• [Brief] Repeat the whole of the data, keeping every detail the same.

• [Excerpts of pointing data]
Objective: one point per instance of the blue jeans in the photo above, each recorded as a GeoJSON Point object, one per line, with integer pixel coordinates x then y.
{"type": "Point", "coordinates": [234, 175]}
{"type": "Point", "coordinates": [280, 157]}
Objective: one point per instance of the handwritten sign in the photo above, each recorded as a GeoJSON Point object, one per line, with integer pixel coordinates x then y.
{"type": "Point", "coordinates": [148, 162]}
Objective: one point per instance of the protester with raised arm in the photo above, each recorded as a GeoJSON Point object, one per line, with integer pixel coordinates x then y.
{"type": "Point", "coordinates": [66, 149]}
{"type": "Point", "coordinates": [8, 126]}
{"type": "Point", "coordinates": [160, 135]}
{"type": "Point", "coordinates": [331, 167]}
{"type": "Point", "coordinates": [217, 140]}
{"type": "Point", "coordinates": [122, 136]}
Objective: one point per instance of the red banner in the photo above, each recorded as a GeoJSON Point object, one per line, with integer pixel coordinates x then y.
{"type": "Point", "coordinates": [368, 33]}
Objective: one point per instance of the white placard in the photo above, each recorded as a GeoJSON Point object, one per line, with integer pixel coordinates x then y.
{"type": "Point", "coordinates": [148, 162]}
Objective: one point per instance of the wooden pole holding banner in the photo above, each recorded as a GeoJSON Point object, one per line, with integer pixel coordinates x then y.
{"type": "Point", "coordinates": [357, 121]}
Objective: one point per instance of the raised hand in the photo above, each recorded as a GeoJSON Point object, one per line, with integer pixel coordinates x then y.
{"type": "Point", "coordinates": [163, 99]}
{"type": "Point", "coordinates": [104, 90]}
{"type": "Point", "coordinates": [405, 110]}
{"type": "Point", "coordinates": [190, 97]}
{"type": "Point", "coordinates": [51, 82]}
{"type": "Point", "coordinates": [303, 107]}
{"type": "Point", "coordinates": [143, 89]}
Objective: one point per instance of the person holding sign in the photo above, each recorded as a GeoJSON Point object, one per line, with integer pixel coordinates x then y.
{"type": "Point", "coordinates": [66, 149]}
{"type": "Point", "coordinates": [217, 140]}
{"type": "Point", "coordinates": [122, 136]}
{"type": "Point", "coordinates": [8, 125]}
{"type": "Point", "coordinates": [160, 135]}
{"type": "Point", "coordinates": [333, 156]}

• [Task response]
Objective: one point per instance of the blue jeans in the photo above, each recorded as a GeoJSON Point object, one per line, with integer pixel coordinates x then y.
{"type": "Point", "coordinates": [234, 175]}
{"type": "Point", "coordinates": [280, 157]}
Objective: one point per instance of the handwritten sign in the photo above, each recorded as a GeoJSON Point object, one per line, with integer pixel coordinates x then y.
{"type": "Point", "coordinates": [148, 162]}
Objective: one point per instance of the protester with raised arm in the photo above, each recorded as a GeoJSON Point object, one per line, with integer pixel coordinates x then y.
{"type": "Point", "coordinates": [66, 149]}
{"type": "Point", "coordinates": [8, 126]}
{"type": "Point", "coordinates": [160, 135]}
{"type": "Point", "coordinates": [331, 167]}
{"type": "Point", "coordinates": [217, 140]}
{"type": "Point", "coordinates": [122, 136]}
Objective: one point per instance of the red banner in the photo above, each recorded as a GeoJSON Point object, one per line, with integer pixel coordinates x then y.
{"type": "Point", "coordinates": [368, 33]}
Objective: one point per instance of the white placard in the photo above, each recorded as a GeoJSON Point object, one per line, with integer pixel coordinates x then y.
{"type": "Point", "coordinates": [148, 162]}
Objective: one point per instance of the wooden pole holding banner in the photo above, each recorded as a GeoJSON Point object, one per line, with integer pixel coordinates x then y.
{"type": "Point", "coordinates": [357, 121]}
Objective: one point per instance of the raised hand in the photo above, each recorded as a GeoJSON Point object, one per line, with integer pixel coordinates x then y.
{"type": "Point", "coordinates": [163, 99]}
{"type": "Point", "coordinates": [104, 90]}
{"type": "Point", "coordinates": [405, 110]}
{"type": "Point", "coordinates": [190, 97]}
{"type": "Point", "coordinates": [51, 82]}
{"type": "Point", "coordinates": [303, 107]}
{"type": "Point", "coordinates": [143, 89]}
Objective: one point per instance of the person holding sign in the photo above, each recorded as a GeoJSON Point object, one per line, with integer pixel coordinates x then y.
{"type": "Point", "coordinates": [66, 149]}
{"type": "Point", "coordinates": [217, 140]}
{"type": "Point", "coordinates": [122, 136]}
{"type": "Point", "coordinates": [8, 125]}
{"type": "Point", "coordinates": [160, 135]}
{"type": "Point", "coordinates": [333, 156]}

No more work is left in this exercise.